*What to work on*. Print the first line of the records below and every line after it, up to and including the line with "mask job: cracked asphalt". Print nothing else.

*Dataset content*.
Start of Block

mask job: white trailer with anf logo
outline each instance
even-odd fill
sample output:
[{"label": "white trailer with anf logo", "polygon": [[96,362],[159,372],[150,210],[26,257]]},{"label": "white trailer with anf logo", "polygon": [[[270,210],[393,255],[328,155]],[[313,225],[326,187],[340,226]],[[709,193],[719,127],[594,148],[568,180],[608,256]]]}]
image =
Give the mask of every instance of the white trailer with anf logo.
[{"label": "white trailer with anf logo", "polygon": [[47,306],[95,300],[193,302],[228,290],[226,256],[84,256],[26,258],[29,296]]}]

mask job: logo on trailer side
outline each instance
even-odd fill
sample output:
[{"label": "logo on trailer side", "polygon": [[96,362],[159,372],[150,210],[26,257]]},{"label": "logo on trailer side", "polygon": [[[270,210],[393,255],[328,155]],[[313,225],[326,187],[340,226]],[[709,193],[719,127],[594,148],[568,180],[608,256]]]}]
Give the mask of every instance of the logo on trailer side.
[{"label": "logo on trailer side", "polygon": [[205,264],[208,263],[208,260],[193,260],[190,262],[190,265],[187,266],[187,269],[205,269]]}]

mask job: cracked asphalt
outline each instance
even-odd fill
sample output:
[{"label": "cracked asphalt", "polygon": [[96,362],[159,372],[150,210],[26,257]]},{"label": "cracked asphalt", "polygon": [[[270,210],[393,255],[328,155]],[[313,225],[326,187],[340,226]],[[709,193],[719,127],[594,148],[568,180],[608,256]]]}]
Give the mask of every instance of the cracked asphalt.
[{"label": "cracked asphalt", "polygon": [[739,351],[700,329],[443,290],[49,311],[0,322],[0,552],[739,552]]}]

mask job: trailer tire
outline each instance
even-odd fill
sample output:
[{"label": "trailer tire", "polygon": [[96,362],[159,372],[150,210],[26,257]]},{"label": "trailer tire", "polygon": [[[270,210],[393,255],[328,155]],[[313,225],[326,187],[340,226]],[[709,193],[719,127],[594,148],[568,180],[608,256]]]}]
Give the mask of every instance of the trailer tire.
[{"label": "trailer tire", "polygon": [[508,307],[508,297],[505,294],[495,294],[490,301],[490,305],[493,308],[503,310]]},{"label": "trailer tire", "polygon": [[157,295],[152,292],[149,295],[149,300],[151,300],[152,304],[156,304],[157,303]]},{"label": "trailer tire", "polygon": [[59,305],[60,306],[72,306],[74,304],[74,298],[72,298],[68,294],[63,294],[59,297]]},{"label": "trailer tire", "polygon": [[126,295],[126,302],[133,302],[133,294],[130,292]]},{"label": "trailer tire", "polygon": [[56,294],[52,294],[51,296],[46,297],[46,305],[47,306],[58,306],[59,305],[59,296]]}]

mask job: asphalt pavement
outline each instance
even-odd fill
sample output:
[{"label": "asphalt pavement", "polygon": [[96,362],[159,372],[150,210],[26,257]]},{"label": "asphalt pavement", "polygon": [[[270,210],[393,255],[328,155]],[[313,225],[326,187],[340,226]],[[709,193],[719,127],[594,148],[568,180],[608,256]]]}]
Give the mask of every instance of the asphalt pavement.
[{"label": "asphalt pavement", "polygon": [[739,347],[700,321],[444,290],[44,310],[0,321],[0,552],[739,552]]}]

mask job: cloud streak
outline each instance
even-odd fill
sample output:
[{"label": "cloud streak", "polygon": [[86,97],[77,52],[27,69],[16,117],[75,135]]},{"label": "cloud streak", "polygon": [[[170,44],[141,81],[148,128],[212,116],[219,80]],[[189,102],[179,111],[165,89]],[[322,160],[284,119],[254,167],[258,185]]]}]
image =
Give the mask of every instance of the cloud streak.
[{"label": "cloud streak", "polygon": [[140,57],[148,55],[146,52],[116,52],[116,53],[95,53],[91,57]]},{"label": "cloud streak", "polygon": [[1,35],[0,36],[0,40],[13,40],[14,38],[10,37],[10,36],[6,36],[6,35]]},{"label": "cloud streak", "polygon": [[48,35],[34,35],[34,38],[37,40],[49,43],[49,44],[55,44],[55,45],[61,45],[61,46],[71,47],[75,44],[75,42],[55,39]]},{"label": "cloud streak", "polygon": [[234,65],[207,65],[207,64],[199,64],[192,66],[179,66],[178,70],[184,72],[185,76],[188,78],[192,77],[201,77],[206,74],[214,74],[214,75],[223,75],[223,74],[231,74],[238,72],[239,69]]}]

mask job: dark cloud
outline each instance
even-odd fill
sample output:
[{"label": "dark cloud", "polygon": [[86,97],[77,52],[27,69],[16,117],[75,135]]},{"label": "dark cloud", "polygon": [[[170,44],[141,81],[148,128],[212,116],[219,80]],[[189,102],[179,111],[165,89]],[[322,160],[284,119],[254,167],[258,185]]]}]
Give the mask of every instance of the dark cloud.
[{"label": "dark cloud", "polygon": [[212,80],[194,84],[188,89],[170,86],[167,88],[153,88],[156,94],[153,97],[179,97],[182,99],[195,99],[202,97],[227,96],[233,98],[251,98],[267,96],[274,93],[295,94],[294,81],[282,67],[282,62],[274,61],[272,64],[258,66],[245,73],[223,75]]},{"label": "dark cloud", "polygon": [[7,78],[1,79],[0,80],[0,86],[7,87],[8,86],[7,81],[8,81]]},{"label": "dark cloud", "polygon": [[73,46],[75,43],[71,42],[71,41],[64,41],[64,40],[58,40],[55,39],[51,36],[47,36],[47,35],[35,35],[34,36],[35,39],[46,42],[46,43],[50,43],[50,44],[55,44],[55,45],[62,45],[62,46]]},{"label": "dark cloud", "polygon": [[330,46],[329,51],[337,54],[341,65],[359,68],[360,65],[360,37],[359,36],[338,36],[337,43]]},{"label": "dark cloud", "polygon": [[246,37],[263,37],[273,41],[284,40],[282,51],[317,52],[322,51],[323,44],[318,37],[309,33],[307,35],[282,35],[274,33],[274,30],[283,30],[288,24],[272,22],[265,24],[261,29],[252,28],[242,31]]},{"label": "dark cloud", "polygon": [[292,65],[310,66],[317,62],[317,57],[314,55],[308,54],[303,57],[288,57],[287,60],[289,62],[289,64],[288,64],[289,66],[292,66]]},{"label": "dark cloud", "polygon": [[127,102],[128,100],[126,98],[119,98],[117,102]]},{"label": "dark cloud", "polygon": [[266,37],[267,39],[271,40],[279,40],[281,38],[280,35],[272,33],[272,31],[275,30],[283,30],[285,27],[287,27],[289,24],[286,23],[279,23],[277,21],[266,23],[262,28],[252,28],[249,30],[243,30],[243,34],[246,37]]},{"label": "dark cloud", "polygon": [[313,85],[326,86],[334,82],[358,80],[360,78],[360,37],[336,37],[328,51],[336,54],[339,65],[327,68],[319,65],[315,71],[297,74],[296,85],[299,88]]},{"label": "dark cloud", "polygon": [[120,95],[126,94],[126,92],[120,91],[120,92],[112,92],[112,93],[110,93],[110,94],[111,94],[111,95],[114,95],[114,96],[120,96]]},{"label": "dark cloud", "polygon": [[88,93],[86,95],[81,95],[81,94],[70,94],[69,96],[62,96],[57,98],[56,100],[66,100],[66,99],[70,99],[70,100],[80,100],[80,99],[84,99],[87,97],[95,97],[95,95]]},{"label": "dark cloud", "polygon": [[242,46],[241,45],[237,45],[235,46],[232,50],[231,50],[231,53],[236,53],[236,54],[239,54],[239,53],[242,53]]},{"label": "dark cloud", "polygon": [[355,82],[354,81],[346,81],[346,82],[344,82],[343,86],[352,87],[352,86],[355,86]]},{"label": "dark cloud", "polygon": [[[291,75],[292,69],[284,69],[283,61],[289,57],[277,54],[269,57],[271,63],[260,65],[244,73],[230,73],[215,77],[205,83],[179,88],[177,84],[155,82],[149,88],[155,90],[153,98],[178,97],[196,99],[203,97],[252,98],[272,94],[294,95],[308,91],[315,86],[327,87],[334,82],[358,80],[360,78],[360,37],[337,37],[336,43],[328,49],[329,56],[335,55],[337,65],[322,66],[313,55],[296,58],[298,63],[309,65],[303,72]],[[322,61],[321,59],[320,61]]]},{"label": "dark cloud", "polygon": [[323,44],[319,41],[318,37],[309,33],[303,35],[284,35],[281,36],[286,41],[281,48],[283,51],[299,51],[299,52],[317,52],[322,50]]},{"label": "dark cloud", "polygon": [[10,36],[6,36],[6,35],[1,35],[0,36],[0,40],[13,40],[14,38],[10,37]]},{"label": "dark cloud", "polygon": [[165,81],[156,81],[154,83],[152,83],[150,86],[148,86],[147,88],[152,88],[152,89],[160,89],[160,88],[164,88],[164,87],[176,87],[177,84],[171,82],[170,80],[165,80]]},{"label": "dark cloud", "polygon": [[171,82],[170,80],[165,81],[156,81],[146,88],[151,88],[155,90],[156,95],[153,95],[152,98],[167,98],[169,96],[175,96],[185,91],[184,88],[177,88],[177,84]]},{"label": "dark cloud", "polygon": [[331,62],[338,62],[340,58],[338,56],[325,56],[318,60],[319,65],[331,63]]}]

End of Block

*Reply to the task*.
mask job: white trailer with anf logo
outline each instance
even-odd fill
sample output:
[{"label": "white trailer with anf logo", "polygon": [[96,362],[159,372],[150,210],[26,257]]},{"label": "white trailer with anf logo", "polygon": [[[270,210],[393,255],[328,155]],[[313,225],[326,187],[340,226]],[[709,193],[719,127],[594,148],[568,180],[608,256]]]}]
image =
Give the mask of every instance of the white trailer with anf logo.
[{"label": "white trailer with anf logo", "polygon": [[47,306],[95,300],[193,302],[228,290],[226,256],[84,256],[26,258],[29,296]]}]

mask job: logo on trailer side
outline each instance
even-odd fill
sample output:
[{"label": "logo on trailer side", "polygon": [[96,362],[159,372],[150,210],[26,257]]},{"label": "logo on trailer side", "polygon": [[[270,210],[393,255],[328,155]],[[313,225],[326,187],[340,226]],[[709,193],[719,127],[594,148],[568,180],[608,256]]]}]
Give the mask of every instance of the logo on trailer side.
[{"label": "logo on trailer side", "polygon": [[205,264],[208,263],[208,260],[193,260],[190,262],[190,265],[187,266],[187,269],[205,269]]}]

mask job: cracked asphalt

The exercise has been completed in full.